**Problem details**
A verbatim copy of every record is needed.

[[ Study material open ]]

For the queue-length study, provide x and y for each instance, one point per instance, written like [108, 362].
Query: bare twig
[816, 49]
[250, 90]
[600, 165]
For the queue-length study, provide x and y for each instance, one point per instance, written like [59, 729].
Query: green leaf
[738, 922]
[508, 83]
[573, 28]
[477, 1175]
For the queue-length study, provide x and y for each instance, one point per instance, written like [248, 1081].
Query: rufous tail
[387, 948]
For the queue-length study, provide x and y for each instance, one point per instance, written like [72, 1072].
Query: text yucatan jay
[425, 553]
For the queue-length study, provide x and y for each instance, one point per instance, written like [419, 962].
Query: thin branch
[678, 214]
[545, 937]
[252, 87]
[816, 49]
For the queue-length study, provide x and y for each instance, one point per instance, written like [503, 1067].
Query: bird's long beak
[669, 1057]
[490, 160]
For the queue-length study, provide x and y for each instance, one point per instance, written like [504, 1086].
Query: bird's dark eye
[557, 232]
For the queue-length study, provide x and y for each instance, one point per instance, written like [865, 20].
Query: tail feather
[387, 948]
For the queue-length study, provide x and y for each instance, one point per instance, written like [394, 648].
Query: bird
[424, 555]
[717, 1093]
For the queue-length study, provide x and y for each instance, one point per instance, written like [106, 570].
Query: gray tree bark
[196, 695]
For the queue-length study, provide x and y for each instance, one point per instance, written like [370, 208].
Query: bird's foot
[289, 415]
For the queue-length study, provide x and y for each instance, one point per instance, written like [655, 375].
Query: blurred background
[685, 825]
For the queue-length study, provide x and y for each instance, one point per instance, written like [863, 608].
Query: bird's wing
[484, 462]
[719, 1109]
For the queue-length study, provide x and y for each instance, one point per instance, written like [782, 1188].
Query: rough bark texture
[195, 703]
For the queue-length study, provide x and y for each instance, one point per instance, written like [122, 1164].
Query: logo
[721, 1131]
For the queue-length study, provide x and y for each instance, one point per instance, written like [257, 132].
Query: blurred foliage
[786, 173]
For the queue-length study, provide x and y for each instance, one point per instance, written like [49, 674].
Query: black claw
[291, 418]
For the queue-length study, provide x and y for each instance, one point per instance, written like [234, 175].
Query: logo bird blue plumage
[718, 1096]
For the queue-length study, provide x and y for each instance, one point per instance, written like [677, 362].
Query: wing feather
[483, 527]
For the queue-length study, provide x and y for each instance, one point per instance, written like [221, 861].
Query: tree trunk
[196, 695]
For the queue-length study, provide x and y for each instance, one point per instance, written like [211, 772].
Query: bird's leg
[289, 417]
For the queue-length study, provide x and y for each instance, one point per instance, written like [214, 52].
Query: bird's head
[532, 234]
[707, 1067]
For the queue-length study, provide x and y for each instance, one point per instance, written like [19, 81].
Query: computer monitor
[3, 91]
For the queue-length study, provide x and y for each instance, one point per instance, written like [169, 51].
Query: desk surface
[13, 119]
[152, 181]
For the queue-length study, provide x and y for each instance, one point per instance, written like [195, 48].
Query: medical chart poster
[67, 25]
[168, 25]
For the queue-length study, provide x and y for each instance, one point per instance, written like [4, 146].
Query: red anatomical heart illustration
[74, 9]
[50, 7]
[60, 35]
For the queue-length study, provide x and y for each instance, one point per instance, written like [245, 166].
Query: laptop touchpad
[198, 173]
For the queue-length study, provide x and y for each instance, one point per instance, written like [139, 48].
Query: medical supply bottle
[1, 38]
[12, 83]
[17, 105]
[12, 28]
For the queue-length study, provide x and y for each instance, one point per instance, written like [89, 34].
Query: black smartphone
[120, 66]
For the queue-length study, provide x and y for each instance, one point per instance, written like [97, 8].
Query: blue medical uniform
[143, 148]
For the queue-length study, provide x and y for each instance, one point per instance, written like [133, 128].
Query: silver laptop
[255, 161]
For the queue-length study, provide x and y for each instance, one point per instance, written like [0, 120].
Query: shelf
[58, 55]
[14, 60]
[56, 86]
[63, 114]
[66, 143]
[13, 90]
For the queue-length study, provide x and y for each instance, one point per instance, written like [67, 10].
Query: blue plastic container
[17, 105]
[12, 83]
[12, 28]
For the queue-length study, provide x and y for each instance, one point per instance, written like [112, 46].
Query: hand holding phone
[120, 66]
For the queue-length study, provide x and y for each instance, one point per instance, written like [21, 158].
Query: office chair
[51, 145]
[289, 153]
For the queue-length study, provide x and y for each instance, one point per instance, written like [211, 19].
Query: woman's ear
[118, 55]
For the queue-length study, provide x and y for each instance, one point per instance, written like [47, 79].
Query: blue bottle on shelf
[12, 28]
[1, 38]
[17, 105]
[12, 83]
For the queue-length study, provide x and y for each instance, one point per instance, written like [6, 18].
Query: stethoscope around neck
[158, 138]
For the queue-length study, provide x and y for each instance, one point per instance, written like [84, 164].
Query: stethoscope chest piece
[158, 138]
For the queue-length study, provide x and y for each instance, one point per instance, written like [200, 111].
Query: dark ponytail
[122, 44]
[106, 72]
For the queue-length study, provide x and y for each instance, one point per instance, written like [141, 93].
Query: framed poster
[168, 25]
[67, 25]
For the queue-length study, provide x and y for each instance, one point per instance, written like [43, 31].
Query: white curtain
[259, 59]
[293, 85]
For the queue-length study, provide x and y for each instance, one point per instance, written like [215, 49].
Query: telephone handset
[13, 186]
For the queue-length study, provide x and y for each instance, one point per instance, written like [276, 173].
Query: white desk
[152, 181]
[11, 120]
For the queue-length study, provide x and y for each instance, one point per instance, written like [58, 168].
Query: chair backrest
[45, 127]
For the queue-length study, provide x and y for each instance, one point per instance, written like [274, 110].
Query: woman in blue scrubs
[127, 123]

[[ Study material closed ]]

**Reply**
For the queue-length study, provide x and y for each instance, one point per instance, written like [108, 362].
Query: bare twig
[816, 49]
[250, 90]
[600, 165]
For the queue-length study, provide x and y for each instance, one point per instance, written like [59, 729].
Query: green leaf
[738, 922]
[508, 83]
[573, 28]
[477, 1175]
For the queue-length study, provide x and y for each instance, one point per instance, written like [248, 1081].
Query: rufous tail
[387, 948]
For the queue-length study, provide x and y for each instance, one point per instance, written like [72, 1072].
Query: text yucatan jay
[425, 553]
For the queue-length study, provide x and y for each instance, one point per instance, written like [419, 962].
Query: thin branch
[678, 214]
[545, 937]
[252, 87]
[816, 49]
For the queue-length study, provide x and y for each instance, one point per instance, written like [503, 1067].
Query: bird's long beak
[669, 1057]
[490, 160]
For the queue-length study, provide x and y for each instance, one point per instance, written like [504, 1086].
Query: bird's dark eye
[557, 232]
For the queue-length study, provide x and y for each instance, one point per instance, written like [865, 20].
Query: tail feather
[387, 948]
For the queue-length study, provide x and y for each instance, one point per instance, written like [394, 648].
Query: bird
[424, 555]
[717, 1093]
For the queue-length study, provide x and y for each instance, one point per instance, written like [106, 570].
Query: gray tree bark
[196, 695]
For the queue-length study, provide x and y for each instance, one point per instance, written like [370, 208].
Query: bird's foot
[289, 415]
For the queue-length study, provide x and y for each instance, one point per instance, written like [655, 375].
Query: blurred background
[685, 825]
For the queue-length study, provide x and y for each instance, one point per instance, written like [863, 608].
Query: bird's wing
[484, 462]
[719, 1109]
For the queue-length study, provide x and y for each instance, one point per instance, written like [782, 1188].
Query: rough bark texture
[195, 703]
For the queue-length study, provide x and y for each instance, one point per instance, written like [122, 1164].
Query: logo
[721, 1131]
For the queue-length study, provide x and y for each instance, one point per instance, written like [257, 132].
Query: blurred foliage
[786, 173]
For the queue-length study, provide x and y for each instance, one point per instance, written like [49, 674].
Query: black claw
[291, 418]
For the queue-length study, provide x and y for each instance, one point per instance, written like [234, 175].
Query: logo bird blue plumage
[718, 1096]
For the queue-length study, provide x and y for each instance, one point per instance, written like [677, 362].
Query: wing feather
[483, 527]
For the queue-length study, provide x and y for each instance, one point per instance, written like [221, 861].
Query: tree trunk
[196, 695]
For the queue-length study, provide x and y for each instance, one point per instance, written like [211, 772].
Query: bird's leg
[289, 417]
For the queue-length study, provide x and y for each instance, one point per instance, written like [214, 52].
Query: bird's head
[532, 234]
[707, 1067]
For the queue-length study, provide x and y for each instance, one point per instance, written like [19, 81].
Query: computer monitor
[3, 91]
For the queue-length study, provide x and y for each instance, one point per instance, written like [169, 51].
Query: desk surface
[13, 119]
[152, 181]
For the queue-length study, provide x and y for each instance, one point per instance, written like [195, 48].
Query: medical chart poster
[67, 25]
[168, 25]
For the queue-length study, provide x and y for each instance, one point per instance, written like [4, 146].
Query: red anatomical heart illustration
[74, 9]
[50, 7]
[60, 35]
For the queue-length study, provide x and y for each instance, one point per instance, written like [245, 166].
Query: laptop touchpad
[198, 173]
For the queue-length study, provide x and y for each instance, one point per instance, written like [139, 48].
Query: medical supply bottle
[1, 38]
[12, 83]
[17, 105]
[12, 28]
For the queue-length study, provide x and y for each instance, one point per instance, written like [89, 34].
Query: black smartphone
[120, 66]
For the queue-length study, provide x and y for each instance, one point per instance, written like [97, 8].
Query: blue medical uniform
[143, 148]
For the queue-length study, provide x and y for each instance, one point per instance, written like [133, 128].
Query: silver laptop
[255, 161]
For the queue-length study, provide x and y for each instance, one point per instance, written like [0, 120].
Query: shelf
[58, 55]
[14, 60]
[56, 86]
[63, 114]
[66, 143]
[13, 90]
For the queue-length study, provide x and y for each instance, one point per instance, written like [67, 10].
Query: blue plastic container
[17, 105]
[12, 83]
[12, 28]
For the queue-length study, provide x and y for each instance, one point per instance, written like [112, 46].
Query: hand holding phone
[120, 66]
For the queue-length study, provide x and y for each instance, one point per instance, written like [21, 158].
Query: office chair
[51, 145]
[289, 153]
For the queue-length study, provide x and y for each instance, one point per instance, written like [211, 19].
Query: woman's ear
[118, 55]
For the queue-length study, provide x and y for each instance, one point per instance, written like [47, 79].
Query: blue bottle on shelf
[12, 28]
[1, 38]
[17, 105]
[12, 83]
For the queue-length study, provide x and y for each instance, one point per instance, written like [6, 18].
Query: stethoscope around neck
[158, 138]
For the queue-length study, provide x and y for each instance, one point per instance, written like [84, 164].
Query: stethoscope chest piece
[158, 138]
For the queue-length study, provide x and y for each instance, one point per instance, written like [200, 111].
Query: dark ponytail
[122, 44]
[106, 72]
For the queue-length study, provide x and y for each instance, one point per instance, written like [141, 93].
Query: framed poster
[168, 25]
[67, 25]
For the queue-length study, provide x and y for each instance, one point per instance, written like [43, 31].
Query: white curtain
[259, 59]
[293, 85]
For the queue-length study, provide x and y for each instance, one point per instance, written like [215, 49].
Query: telephone handset
[13, 186]
For the queue-length study, provide x and y for each instance, one point per instance, written like [276, 173].
Query: white desk
[152, 181]
[11, 120]
For the queue-length study, provide x and y for each instance, one point per instance, written like [58, 168].
Query: chair backrest
[45, 127]
For the queue-length study, provide x and y for each instance, one point per instance, written like [274, 110].
Query: woman in blue scrubs
[127, 123]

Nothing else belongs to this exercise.